### WHAT YOU SHOULD DO
Count how many lines in the material contain the string "background", treating uppercase and lowercase as different. Reply with the number alone.

═════ TASK INPUTS ═════

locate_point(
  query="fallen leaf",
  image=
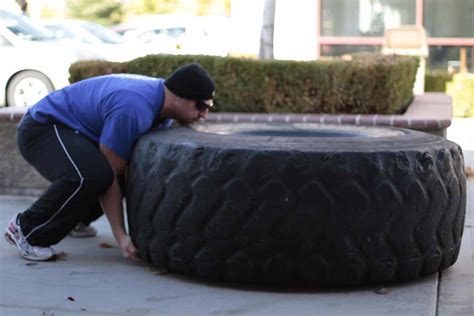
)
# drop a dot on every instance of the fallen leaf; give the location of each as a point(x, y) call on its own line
point(62, 256)
point(469, 172)
point(105, 245)
point(382, 291)
point(157, 271)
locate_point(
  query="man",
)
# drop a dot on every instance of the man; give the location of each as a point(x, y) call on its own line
point(80, 138)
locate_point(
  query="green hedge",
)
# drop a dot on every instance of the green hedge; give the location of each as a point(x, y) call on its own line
point(435, 81)
point(362, 83)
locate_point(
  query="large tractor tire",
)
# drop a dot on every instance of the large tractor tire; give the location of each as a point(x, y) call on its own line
point(297, 203)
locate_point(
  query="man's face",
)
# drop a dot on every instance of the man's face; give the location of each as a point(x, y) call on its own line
point(185, 111)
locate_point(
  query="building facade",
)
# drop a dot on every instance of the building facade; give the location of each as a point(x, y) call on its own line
point(347, 26)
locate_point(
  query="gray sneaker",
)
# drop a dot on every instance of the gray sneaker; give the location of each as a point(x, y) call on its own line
point(15, 237)
point(82, 231)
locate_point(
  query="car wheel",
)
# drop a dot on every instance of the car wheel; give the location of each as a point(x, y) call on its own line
point(27, 87)
point(297, 203)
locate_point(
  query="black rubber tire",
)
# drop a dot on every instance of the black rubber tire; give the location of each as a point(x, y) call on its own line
point(385, 207)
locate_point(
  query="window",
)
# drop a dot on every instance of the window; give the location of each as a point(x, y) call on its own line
point(449, 18)
point(338, 50)
point(443, 56)
point(365, 17)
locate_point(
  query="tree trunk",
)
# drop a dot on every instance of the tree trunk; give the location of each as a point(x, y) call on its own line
point(268, 26)
point(23, 6)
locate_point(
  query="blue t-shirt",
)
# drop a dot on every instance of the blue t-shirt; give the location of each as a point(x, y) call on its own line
point(113, 110)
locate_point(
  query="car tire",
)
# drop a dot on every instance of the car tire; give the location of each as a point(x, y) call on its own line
point(27, 87)
point(297, 204)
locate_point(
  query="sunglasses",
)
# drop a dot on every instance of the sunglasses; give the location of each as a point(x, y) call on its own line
point(203, 105)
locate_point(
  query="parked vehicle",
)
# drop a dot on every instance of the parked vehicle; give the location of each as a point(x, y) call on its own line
point(32, 62)
point(179, 34)
point(96, 37)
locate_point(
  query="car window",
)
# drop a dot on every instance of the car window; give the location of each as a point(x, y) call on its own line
point(24, 28)
point(106, 35)
point(175, 31)
point(4, 42)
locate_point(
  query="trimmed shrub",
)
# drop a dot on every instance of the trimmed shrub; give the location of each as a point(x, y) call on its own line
point(435, 81)
point(360, 84)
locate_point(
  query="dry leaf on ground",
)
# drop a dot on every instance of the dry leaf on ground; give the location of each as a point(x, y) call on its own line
point(62, 256)
point(382, 291)
point(469, 172)
point(156, 271)
point(105, 245)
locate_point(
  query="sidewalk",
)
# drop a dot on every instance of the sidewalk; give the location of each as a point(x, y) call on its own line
point(92, 279)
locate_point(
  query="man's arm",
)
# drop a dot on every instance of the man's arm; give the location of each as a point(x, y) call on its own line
point(112, 205)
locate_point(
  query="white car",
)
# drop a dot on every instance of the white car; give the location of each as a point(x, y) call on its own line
point(180, 34)
point(95, 37)
point(32, 62)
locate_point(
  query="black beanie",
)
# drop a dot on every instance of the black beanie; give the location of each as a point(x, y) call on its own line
point(191, 82)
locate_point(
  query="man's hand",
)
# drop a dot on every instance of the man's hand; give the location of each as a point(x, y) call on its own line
point(128, 249)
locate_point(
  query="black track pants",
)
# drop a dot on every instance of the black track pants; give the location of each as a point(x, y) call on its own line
point(79, 174)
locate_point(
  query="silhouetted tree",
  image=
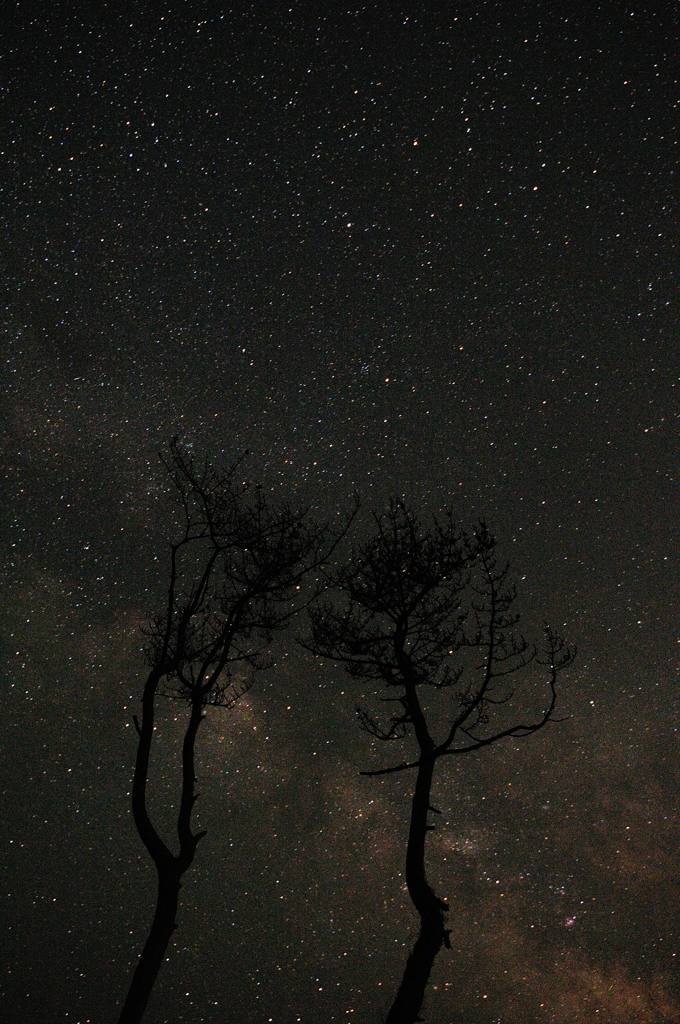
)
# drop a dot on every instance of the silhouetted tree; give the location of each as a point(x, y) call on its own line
point(429, 613)
point(236, 574)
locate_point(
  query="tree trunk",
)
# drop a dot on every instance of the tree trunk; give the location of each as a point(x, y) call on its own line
point(152, 955)
point(432, 935)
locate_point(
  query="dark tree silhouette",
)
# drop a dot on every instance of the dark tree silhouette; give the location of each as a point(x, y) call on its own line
point(429, 613)
point(236, 576)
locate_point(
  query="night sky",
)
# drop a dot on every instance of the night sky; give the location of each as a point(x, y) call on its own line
point(426, 250)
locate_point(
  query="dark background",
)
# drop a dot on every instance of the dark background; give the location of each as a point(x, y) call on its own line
point(425, 250)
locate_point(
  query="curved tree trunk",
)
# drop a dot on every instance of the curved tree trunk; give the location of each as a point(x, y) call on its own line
point(152, 955)
point(432, 935)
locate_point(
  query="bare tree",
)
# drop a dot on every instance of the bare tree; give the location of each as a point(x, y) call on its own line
point(236, 577)
point(428, 613)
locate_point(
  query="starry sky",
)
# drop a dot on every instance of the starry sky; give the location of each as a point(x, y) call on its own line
point(426, 250)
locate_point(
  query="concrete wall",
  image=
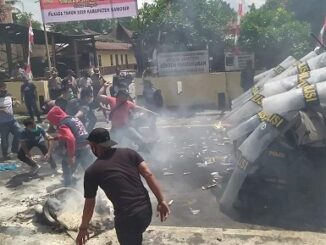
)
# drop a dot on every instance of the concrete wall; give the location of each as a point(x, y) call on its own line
point(197, 89)
point(14, 90)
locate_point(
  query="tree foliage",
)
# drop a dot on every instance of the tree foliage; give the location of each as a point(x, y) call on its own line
point(273, 33)
point(312, 11)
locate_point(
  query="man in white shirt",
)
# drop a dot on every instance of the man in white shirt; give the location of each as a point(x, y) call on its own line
point(8, 123)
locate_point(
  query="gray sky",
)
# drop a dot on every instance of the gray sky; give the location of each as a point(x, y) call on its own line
point(31, 6)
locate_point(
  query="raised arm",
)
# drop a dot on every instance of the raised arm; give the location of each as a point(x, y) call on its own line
point(102, 94)
point(162, 209)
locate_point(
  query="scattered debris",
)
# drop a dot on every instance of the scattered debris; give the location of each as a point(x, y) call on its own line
point(208, 187)
point(194, 211)
point(7, 166)
point(168, 173)
point(202, 165)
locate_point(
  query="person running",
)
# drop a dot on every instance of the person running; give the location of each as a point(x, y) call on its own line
point(120, 117)
point(118, 172)
point(35, 136)
point(97, 81)
point(71, 82)
point(29, 97)
point(54, 85)
point(85, 81)
point(83, 109)
point(8, 123)
point(71, 135)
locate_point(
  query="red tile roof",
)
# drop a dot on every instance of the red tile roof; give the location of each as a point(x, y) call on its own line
point(112, 46)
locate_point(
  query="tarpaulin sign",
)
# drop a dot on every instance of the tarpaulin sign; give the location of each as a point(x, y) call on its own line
point(74, 10)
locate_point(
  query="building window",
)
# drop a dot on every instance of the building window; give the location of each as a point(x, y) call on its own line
point(99, 57)
point(111, 59)
point(116, 60)
point(126, 59)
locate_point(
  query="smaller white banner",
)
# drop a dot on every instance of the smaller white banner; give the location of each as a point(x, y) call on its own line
point(183, 62)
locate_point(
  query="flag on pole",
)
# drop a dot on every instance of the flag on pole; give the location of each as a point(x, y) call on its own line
point(322, 32)
point(28, 69)
point(240, 15)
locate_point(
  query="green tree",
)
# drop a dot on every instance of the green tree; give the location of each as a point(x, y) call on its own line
point(273, 33)
point(312, 11)
point(24, 18)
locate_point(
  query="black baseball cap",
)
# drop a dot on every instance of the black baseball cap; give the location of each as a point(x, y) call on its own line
point(101, 136)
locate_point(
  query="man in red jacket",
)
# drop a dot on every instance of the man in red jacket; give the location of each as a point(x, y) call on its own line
point(73, 137)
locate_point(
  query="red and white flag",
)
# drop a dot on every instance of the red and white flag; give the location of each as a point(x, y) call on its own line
point(240, 15)
point(28, 69)
point(322, 32)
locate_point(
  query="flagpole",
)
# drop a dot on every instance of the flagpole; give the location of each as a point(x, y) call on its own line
point(46, 40)
point(47, 47)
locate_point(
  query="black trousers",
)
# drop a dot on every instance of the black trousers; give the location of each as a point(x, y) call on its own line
point(130, 230)
point(32, 109)
point(42, 146)
point(5, 129)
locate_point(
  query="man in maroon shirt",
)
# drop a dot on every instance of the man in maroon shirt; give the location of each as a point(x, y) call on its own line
point(120, 116)
point(118, 171)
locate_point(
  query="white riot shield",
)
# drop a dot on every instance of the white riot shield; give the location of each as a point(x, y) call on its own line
point(296, 99)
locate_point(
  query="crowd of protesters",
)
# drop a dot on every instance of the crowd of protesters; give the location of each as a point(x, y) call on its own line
point(72, 114)
point(73, 110)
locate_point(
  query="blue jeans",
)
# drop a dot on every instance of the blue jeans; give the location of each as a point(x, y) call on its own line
point(6, 128)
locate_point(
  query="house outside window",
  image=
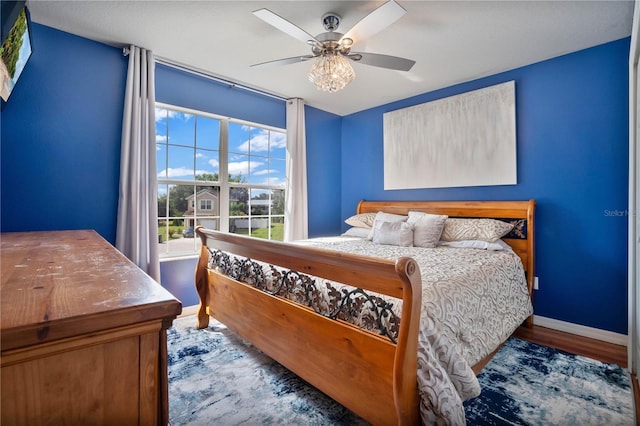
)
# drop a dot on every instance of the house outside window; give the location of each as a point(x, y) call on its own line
point(217, 172)
point(205, 204)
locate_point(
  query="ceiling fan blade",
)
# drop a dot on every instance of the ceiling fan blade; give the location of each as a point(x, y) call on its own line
point(283, 25)
point(383, 61)
point(376, 21)
point(285, 61)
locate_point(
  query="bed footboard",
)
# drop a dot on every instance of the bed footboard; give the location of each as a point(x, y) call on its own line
point(366, 372)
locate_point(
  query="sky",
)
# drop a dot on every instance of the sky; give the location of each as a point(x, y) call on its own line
point(192, 143)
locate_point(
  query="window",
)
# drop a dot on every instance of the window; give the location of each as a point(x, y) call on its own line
point(218, 172)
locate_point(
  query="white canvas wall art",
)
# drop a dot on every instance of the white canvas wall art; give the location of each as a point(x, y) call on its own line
point(463, 140)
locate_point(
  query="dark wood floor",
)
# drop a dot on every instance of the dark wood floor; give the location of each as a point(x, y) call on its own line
point(592, 348)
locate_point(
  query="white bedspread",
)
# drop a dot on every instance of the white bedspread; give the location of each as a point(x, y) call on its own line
point(472, 301)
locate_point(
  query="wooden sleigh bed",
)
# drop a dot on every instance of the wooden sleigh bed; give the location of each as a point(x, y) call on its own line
point(368, 373)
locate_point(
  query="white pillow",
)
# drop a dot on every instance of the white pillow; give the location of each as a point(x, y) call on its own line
point(498, 245)
point(475, 229)
point(427, 228)
point(386, 217)
point(357, 232)
point(393, 233)
point(362, 220)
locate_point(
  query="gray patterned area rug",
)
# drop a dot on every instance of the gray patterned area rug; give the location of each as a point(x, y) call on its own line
point(215, 378)
point(529, 384)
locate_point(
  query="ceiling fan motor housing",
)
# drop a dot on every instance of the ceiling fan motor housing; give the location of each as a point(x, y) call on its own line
point(331, 21)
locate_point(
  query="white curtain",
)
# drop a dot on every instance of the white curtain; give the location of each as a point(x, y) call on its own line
point(633, 347)
point(137, 228)
point(296, 217)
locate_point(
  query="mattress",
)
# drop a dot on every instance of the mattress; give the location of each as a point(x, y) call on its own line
point(472, 301)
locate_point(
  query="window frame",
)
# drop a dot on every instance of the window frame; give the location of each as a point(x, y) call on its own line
point(223, 183)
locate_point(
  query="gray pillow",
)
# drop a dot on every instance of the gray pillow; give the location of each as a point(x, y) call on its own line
point(393, 233)
point(427, 228)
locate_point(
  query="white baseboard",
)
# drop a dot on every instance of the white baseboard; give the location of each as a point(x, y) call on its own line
point(189, 310)
point(581, 330)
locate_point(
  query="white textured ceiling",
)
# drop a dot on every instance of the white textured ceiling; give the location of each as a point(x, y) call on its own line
point(451, 41)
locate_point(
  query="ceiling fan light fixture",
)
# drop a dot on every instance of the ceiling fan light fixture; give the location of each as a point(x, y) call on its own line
point(331, 72)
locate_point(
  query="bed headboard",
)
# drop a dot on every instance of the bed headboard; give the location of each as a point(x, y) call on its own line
point(522, 241)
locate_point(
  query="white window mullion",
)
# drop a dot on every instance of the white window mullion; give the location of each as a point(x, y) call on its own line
point(224, 175)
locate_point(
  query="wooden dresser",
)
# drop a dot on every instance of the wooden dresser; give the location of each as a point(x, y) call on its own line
point(83, 333)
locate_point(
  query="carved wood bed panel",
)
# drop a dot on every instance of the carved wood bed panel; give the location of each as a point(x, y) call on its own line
point(366, 372)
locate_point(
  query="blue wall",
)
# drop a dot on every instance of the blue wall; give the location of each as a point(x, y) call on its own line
point(60, 155)
point(323, 152)
point(572, 148)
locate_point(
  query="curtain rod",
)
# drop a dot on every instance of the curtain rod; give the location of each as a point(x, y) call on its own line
point(205, 74)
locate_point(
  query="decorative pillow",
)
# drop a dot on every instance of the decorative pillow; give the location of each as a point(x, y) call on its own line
point(386, 217)
point(427, 228)
point(474, 229)
point(362, 220)
point(498, 245)
point(357, 232)
point(393, 233)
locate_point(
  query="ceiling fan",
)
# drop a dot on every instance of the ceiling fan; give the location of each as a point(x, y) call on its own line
point(331, 72)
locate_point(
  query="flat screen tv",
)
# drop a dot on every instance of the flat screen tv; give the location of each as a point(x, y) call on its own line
point(16, 45)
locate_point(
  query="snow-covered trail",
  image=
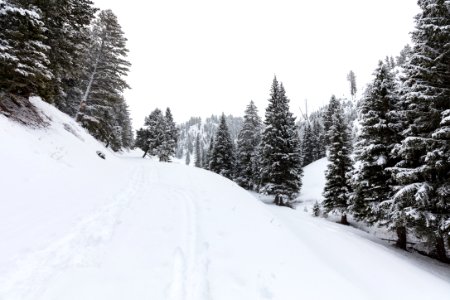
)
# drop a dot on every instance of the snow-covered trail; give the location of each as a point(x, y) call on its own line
point(181, 233)
point(74, 226)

═════

### CORRECT OUTPUT
2